* TRECHO SELECIONADO:
São muitas as costuras possíveis do texto ao têxtil. Para além do jogo de palavras semelhantes, os dois dividem, de fato, práticas cujas artesanias se espelham de diferentes formas. É nessa ligação que se baseia o projeto “Viajando com Tapetes Contadores”, do Grupo Os Tapetes Contadores de História, que une literatura e confecção em atividades gratuitas.
Aproximando contação de histórias e criação de cenários têxteis, a iniciativa inclui uma exposição interativa e, no fim de semana, apresentações especiais de narrativas orais com o grupo. A temporada do projeto do coletivo, sediado no Rio de Janeiro, segue até este domingo (21) na Caixa Cultural Fortaleza.
“Estamos comemorando 25 anos do grupo, que é dedicado à arte de contar histórias”, define Warley Goulart, coordenador do coletivo e curador da exposição. “Há 25 anos, a gente costura cenários a partir de contos de tradição oral ou literatura para crianças. A gente se baseia em livros ou na escuta de contos para a criação desses cenários de tecido”, avança o artista.
A referência foi um projeto francês intitulado Raconte-tapis, criado pela educadora Clotilde Hammam e o filho dela, Tarak Hammam, que foi o “mestre” do grupo brasileiro a partir de 1998. O ano de 2001 marcou o primeiro tapete costurado por Warley no Brasil.
A exposição que compõe o projeto reúne todo o acervo de peças costuradas e bordadas à mão pelos membros do grupo, que vão além de tapetes e incluem vestimentas, painéis e livros. Como define o coordenador, a técnica principal das confecções do grupo se assemelha à do patchwork, trabalhando com retalhos de diferentes tecidos, mas “com volume”.
Cada peça produzida artesanalmente é atrelada a uma narrativa, contada pelos integrantes do grupo nas apresentações. Há de contos tradicionais de diferentes estados, de Minas Gerais ao Rio Grande do Norte, a adaptações de livros de nomes como Carlos Drummond de Andrade e Ana Maria Machado.

(Dados de anotação de regiões em imagens)
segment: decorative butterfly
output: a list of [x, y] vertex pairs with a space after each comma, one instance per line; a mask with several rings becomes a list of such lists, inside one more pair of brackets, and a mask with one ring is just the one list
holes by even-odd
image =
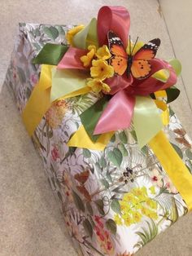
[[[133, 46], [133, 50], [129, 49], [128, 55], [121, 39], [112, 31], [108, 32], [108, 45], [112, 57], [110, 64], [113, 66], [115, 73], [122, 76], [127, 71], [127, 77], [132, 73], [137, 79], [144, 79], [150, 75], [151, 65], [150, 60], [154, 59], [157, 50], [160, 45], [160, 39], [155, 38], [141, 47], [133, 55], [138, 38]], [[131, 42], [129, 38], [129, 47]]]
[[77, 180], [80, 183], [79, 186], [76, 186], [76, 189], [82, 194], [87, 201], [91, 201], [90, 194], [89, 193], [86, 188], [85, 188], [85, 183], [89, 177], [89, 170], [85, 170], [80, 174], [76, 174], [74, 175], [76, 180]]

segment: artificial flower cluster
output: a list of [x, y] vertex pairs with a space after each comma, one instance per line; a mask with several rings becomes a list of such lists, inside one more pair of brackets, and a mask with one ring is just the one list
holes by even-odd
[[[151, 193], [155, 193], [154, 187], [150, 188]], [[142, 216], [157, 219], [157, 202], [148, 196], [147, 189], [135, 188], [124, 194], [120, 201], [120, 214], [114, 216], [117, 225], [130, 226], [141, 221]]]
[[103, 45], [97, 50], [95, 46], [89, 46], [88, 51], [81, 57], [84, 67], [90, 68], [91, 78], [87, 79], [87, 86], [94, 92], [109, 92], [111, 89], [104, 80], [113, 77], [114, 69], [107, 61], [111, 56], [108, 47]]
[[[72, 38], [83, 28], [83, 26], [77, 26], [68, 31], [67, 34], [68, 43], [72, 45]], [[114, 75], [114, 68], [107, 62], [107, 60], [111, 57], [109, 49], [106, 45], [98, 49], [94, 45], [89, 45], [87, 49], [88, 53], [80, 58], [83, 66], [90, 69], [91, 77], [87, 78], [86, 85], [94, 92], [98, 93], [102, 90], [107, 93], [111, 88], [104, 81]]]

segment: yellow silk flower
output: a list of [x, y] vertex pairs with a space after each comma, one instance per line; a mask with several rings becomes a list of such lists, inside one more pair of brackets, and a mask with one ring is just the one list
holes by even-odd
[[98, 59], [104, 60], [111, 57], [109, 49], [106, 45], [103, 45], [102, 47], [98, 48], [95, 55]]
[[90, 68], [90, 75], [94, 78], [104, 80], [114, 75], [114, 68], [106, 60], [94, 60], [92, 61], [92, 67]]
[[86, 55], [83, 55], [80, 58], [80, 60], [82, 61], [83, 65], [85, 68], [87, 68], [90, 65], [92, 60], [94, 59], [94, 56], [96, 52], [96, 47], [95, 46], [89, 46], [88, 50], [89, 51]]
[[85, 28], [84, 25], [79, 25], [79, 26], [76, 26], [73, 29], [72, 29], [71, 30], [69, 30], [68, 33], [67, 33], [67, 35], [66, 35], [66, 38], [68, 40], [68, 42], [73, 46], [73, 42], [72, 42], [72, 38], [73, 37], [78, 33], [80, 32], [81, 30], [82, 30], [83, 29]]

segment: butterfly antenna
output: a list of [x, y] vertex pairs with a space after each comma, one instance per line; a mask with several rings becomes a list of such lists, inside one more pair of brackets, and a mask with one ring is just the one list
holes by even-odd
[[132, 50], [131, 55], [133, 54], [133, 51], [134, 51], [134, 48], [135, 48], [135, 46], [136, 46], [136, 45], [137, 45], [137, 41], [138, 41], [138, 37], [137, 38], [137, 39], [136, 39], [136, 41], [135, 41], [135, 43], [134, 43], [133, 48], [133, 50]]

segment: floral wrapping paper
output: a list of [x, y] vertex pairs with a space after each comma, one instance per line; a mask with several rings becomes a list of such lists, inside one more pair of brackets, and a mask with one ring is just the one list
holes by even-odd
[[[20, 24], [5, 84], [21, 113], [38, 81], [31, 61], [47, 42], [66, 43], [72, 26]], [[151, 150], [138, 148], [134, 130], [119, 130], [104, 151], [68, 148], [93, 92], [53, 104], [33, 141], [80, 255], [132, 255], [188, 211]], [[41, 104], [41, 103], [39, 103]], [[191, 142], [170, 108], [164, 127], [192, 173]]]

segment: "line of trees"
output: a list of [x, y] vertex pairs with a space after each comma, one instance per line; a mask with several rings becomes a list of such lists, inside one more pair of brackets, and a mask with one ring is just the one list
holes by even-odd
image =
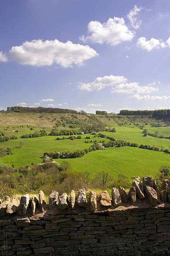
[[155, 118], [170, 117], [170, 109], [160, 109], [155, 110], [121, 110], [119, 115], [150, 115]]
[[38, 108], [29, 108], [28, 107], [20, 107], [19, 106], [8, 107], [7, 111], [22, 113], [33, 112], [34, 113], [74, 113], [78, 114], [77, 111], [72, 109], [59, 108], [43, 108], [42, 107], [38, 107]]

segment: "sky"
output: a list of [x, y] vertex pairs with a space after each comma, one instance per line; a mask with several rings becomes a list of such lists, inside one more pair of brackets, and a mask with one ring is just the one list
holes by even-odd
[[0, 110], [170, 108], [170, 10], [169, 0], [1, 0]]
==
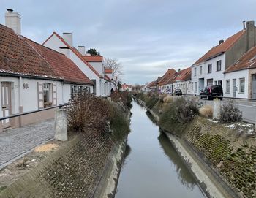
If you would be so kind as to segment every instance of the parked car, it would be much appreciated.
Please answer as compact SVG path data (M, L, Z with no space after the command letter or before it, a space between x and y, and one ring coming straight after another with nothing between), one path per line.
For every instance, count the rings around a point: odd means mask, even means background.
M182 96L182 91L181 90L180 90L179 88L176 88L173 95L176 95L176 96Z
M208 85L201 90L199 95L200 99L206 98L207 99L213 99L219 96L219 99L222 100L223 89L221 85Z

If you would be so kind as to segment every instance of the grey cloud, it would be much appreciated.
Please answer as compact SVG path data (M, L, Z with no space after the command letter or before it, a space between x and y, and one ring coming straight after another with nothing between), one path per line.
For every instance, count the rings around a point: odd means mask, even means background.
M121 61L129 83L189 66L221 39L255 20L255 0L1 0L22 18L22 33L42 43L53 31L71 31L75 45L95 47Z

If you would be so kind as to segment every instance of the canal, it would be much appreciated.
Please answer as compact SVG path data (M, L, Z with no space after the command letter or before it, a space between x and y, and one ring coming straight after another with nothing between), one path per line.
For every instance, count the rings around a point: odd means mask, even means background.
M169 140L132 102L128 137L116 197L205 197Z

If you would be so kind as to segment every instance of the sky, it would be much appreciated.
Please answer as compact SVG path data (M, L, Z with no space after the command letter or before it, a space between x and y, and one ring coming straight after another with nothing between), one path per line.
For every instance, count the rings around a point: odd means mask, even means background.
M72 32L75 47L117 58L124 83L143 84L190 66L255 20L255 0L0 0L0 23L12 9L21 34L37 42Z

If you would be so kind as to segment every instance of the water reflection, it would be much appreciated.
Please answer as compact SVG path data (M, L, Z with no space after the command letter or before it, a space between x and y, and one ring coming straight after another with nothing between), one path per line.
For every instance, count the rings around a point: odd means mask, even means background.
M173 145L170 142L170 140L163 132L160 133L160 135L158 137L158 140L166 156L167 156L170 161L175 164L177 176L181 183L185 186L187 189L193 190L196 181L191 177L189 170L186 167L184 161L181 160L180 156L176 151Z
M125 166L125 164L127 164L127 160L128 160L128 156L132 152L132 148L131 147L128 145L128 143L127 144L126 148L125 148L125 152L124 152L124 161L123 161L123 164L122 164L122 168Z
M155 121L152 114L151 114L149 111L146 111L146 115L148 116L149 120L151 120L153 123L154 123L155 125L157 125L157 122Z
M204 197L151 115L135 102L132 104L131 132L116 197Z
---
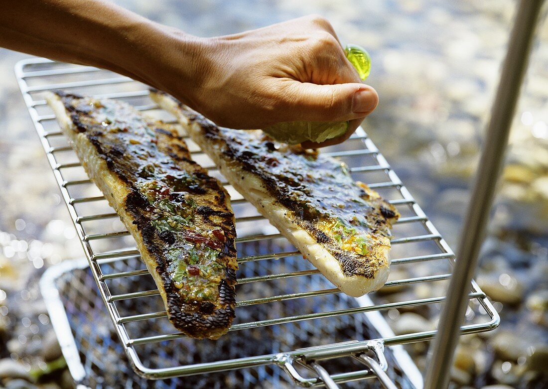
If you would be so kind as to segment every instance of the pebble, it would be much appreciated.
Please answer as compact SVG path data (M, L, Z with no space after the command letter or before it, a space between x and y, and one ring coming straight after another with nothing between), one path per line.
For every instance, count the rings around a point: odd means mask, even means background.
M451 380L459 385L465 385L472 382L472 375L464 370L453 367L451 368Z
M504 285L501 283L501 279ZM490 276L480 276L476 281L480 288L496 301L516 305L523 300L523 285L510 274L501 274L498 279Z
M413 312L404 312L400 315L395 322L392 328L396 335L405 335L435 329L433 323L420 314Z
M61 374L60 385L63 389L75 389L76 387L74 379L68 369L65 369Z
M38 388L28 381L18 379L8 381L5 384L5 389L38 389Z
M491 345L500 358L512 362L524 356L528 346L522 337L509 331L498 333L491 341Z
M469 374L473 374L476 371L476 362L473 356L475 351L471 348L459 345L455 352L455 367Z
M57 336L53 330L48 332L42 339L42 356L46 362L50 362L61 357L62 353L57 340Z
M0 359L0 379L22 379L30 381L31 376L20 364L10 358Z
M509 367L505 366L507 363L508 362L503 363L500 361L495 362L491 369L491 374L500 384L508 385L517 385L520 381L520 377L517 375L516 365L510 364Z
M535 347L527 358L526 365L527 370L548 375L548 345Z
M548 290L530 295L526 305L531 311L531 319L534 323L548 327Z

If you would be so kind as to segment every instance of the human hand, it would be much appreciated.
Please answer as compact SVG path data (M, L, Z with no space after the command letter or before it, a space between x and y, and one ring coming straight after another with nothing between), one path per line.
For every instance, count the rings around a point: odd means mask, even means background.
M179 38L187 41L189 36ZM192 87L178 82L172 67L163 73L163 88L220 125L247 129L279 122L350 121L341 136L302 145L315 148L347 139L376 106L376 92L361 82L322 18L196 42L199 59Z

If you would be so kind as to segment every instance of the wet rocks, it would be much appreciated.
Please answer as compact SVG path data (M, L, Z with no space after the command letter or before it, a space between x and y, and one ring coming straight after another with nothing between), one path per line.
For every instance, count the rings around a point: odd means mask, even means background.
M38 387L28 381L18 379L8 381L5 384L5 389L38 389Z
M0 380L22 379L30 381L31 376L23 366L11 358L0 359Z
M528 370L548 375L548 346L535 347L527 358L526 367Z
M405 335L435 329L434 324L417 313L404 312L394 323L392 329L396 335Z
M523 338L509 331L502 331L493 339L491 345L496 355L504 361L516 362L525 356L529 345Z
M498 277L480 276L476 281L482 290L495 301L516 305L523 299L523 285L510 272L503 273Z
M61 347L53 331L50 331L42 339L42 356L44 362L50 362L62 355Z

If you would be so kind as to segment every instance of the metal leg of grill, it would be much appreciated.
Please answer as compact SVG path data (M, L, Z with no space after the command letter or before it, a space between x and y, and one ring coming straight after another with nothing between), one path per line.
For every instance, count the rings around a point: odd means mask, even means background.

* PARTES DO EXERCÍCIO:
1. Responda com base no texto sobre os Tapetes Contadores:
(a) Em que cidade o coletivo está sediado?
(b) Quem criou o projeto francês Raconte-tapis?
(c) A que técnica se assemelha a técnica principal das confecções do grupo?
2. Transcreva do texto sobre os Tapetes Contadores o trecho que começa nas palavras "São muitas as" e vai até as palavras "Caixa Cultural Fortaleza.", inclusive.
3. Enumere todos os tipos de peça que, segundo o texto sobre os Tapetes Contadores, integram o acervo reunido na exposição.

* RESPOSTAS CORRETAS:
1.
(a) No Rio de Janeiro.
(b) A educadora Clotilde Hammam e o filho dela, Tarak Hammam.
(c) À do patchwork.

2.
São muitas as costuras possíveis do texto ao têxtil. Para além do jogo de palavras semelhantes, os dois dividem, de fato, práticas cujas artesanias se espelham de diferentes formas. É nessa ligação que se baseia o projeto “Viajando com Tapetes Contadores”, do Grupo Os Tapetes Contadores de História, que une literatura e confecção em atividades gratuitas.
Aproximando contação de histórias e criação de cenários têxteis, a iniciativa inclui uma exposição interativa e, no fim de semana, apresentações especiais de narrativas orais com o grupo. A temporada do projeto do coletivo, sediado no Rio de Janeiro, segue até este domingo (21) na Caixa Cultural Fortaleza.

3. Tapetes, vestimentas, painéis e livros.